# Stated goal
Restate every line of the material, word for word.
--------------------------------
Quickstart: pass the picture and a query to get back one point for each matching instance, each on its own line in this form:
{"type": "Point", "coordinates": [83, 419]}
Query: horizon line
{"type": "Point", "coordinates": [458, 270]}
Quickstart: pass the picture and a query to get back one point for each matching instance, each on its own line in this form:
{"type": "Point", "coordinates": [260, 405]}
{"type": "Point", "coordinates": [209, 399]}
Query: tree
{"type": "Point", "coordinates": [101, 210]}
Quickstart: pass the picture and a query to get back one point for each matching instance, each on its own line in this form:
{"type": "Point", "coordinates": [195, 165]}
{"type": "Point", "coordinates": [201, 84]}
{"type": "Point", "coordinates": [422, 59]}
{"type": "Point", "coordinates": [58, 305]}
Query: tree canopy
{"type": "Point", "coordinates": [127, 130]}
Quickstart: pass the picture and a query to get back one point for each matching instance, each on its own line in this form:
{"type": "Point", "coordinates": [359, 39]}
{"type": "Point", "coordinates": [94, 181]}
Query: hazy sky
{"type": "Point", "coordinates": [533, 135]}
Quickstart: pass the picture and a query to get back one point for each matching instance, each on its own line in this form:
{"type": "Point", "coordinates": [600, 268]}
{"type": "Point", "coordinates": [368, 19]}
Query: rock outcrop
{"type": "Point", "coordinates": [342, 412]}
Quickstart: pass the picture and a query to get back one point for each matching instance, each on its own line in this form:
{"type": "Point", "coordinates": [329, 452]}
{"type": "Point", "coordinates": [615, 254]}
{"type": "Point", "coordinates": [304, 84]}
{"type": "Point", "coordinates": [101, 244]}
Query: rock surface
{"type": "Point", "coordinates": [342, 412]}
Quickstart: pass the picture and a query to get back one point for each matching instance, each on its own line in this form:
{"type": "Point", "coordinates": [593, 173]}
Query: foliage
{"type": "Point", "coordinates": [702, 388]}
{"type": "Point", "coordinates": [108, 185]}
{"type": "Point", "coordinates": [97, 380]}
--------------------------------
# Solution for this problem
Quickstart: pass the picture and a query to get back one point for each matching instance, each on its own line in this form:
{"type": "Point", "coordinates": [83, 419]}
Query: horizon line
{"type": "Point", "coordinates": [458, 270]}
Quickstart: pass the picture and a query to get back one point for each matching instance, each on its own line in this form:
{"type": "Point", "coordinates": [260, 405]}
{"type": "Point", "coordinates": [209, 399]}
Query: tree
{"type": "Point", "coordinates": [101, 210]}
Quickstart: pass the picture and a query to get back one point for each matching instance, each on its own line in this form:
{"type": "Point", "coordinates": [195, 165]}
{"type": "Point", "coordinates": [201, 84]}
{"type": "Point", "coordinates": [422, 59]}
{"type": "Point", "coordinates": [58, 305]}
Query: tree canopy
{"type": "Point", "coordinates": [127, 130]}
Quickstart: pass the picture and a query to get back one point for each matching instance, each on its own line in this form:
{"type": "Point", "coordinates": [359, 39]}
{"type": "Point", "coordinates": [94, 181]}
Query: hazy sky
{"type": "Point", "coordinates": [533, 135]}
Quickstart: pass the picture and a query to get back one point for each matching instance, each on its own line in this form:
{"type": "Point", "coordinates": [600, 268]}
{"type": "Point", "coordinates": [368, 19]}
Query: rock outcrop
{"type": "Point", "coordinates": [342, 412]}
Quickstart: pass the picture and a query to get back one point for each matching instance, each on its own line in this form:
{"type": "Point", "coordinates": [329, 452]}
{"type": "Point", "coordinates": [615, 254]}
{"type": "Point", "coordinates": [304, 84]}
{"type": "Point", "coordinates": [101, 244]}
Query: rock surface
{"type": "Point", "coordinates": [342, 412]}
Quickstart: pass the picture and a query to get back one point for each matching instance, each on its own line in this form:
{"type": "Point", "coordinates": [593, 173]}
Query: foliage
{"type": "Point", "coordinates": [702, 388]}
{"type": "Point", "coordinates": [108, 185]}
{"type": "Point", "coordinates": [97, 380]}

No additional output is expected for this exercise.